**Given exercise:**
Find every line in the records below that contains the word "banner", and copy each of those lines.
--*--
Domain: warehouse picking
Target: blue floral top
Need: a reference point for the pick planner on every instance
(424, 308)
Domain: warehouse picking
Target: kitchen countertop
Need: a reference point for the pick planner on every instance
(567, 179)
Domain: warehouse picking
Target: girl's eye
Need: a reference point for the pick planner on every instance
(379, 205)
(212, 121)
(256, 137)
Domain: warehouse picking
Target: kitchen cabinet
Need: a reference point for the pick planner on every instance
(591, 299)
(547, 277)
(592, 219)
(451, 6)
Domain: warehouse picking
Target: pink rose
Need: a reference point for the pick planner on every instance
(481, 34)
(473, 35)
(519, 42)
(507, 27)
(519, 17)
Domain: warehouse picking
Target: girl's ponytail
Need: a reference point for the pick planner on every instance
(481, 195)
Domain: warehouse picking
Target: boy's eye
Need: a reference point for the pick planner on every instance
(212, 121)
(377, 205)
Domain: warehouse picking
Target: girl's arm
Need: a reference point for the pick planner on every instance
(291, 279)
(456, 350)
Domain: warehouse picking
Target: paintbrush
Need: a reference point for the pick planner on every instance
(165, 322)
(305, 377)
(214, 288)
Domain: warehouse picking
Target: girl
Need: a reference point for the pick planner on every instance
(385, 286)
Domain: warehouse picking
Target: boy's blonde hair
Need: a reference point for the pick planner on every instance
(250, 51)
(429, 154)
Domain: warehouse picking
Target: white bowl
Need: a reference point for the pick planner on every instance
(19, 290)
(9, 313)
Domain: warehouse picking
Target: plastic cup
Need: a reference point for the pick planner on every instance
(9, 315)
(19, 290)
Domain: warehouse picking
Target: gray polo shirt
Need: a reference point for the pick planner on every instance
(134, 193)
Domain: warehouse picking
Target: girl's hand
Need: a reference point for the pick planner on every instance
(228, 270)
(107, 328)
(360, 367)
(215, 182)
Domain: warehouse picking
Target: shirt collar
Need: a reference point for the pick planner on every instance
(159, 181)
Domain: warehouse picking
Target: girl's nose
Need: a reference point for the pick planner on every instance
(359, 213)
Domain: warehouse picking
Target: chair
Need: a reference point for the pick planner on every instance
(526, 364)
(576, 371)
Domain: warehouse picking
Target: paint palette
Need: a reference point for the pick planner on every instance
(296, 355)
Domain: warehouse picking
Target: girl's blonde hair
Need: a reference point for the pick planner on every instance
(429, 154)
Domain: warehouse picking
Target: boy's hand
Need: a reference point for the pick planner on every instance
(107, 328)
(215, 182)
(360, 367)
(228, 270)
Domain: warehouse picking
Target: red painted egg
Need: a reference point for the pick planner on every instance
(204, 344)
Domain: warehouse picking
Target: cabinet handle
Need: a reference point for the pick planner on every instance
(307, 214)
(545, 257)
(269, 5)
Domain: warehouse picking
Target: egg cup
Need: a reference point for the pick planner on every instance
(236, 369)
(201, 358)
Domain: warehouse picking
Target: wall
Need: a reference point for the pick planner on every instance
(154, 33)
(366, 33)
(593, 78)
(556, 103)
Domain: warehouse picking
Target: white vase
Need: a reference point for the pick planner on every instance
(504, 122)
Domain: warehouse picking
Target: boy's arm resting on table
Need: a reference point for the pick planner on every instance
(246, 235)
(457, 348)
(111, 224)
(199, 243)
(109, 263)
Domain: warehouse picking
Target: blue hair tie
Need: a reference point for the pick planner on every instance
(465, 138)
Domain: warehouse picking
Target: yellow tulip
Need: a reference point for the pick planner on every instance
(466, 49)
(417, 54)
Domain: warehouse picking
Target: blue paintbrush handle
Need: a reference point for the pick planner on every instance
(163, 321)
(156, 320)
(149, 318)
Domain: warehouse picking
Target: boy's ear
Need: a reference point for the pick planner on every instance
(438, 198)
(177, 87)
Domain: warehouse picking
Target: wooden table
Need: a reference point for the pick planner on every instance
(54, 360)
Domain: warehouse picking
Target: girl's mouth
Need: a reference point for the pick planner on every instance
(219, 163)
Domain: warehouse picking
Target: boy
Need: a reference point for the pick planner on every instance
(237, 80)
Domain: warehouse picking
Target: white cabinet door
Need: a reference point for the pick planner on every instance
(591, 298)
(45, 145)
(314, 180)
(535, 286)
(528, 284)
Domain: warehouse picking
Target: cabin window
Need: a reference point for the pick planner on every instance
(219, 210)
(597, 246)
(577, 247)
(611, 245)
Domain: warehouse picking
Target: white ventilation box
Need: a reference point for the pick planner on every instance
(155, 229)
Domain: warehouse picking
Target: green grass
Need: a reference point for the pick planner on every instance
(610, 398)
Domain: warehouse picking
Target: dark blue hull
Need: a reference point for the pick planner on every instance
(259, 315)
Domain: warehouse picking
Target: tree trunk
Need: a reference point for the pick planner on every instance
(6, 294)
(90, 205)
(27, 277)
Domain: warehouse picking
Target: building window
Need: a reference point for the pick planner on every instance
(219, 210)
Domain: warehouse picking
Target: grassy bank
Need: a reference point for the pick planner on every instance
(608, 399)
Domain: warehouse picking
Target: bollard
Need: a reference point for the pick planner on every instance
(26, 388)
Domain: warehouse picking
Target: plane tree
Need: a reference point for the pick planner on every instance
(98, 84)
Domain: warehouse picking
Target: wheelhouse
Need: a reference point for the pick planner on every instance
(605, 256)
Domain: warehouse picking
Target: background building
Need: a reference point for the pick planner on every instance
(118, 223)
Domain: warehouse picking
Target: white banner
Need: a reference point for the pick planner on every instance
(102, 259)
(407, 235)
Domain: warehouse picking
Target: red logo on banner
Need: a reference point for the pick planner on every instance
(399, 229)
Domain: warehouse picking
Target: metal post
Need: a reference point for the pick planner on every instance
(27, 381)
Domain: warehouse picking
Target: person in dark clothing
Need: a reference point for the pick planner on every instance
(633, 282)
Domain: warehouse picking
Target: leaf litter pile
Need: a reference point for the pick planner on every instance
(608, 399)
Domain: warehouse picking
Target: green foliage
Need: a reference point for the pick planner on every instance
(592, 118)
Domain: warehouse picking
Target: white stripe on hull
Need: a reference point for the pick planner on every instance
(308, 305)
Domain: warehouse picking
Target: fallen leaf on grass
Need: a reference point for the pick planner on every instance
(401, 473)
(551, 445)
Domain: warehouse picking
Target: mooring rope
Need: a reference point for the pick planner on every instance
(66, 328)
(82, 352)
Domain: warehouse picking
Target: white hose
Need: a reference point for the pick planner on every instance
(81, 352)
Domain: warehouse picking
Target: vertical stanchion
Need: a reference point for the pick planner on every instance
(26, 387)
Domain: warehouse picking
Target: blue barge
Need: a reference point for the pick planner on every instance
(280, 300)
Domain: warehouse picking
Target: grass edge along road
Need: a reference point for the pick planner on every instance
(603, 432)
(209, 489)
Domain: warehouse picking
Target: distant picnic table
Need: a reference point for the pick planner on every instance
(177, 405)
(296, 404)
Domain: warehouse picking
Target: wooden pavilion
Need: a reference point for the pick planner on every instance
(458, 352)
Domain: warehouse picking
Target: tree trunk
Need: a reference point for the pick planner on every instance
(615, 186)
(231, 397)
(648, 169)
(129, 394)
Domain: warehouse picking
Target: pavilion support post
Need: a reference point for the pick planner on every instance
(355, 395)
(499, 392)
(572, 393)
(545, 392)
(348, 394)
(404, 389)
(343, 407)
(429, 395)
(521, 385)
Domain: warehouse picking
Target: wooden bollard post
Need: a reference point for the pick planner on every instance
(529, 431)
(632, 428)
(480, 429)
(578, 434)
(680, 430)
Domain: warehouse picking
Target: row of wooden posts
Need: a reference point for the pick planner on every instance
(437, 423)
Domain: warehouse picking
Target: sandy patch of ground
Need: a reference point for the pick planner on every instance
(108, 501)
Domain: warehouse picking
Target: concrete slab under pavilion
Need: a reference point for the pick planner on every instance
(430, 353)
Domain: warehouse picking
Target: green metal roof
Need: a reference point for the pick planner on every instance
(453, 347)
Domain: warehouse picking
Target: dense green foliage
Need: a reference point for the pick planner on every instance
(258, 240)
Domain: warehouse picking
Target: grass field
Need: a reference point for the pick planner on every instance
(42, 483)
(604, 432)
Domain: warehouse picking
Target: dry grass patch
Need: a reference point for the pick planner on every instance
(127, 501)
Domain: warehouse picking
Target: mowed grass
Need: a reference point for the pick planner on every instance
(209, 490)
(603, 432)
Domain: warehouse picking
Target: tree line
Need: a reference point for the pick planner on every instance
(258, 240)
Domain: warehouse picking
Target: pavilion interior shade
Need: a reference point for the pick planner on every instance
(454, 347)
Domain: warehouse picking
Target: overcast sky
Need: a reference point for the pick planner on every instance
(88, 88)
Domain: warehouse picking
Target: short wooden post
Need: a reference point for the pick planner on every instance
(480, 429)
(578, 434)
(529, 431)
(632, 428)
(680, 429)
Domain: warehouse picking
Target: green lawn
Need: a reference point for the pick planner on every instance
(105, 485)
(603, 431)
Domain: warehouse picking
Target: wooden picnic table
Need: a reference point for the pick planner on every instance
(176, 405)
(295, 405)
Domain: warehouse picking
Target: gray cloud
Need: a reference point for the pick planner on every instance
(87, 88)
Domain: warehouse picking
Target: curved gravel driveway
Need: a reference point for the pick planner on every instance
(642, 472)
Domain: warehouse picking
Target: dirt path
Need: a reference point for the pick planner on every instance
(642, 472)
--*--
**Exercise answer:**
Target: white banner
Target: red logo on banner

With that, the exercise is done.